* **Task objective**: Repeat each entry exactly and drop the pictures.

########################################

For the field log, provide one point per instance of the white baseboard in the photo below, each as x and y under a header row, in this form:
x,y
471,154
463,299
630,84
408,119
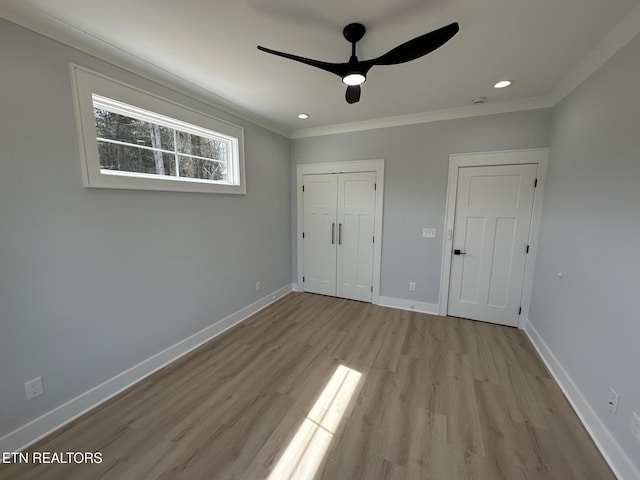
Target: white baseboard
x,y
49,422
402,304
615,456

########################################

* **Exercise answer**:
For the field log, provide one point per instance of the white baseboard in the photo below, each as x and y under a header row, in this form:
x,y
471,154
463,299
630,84
408,119
Target: white baseboard
x,y
49,422
402,304
615,456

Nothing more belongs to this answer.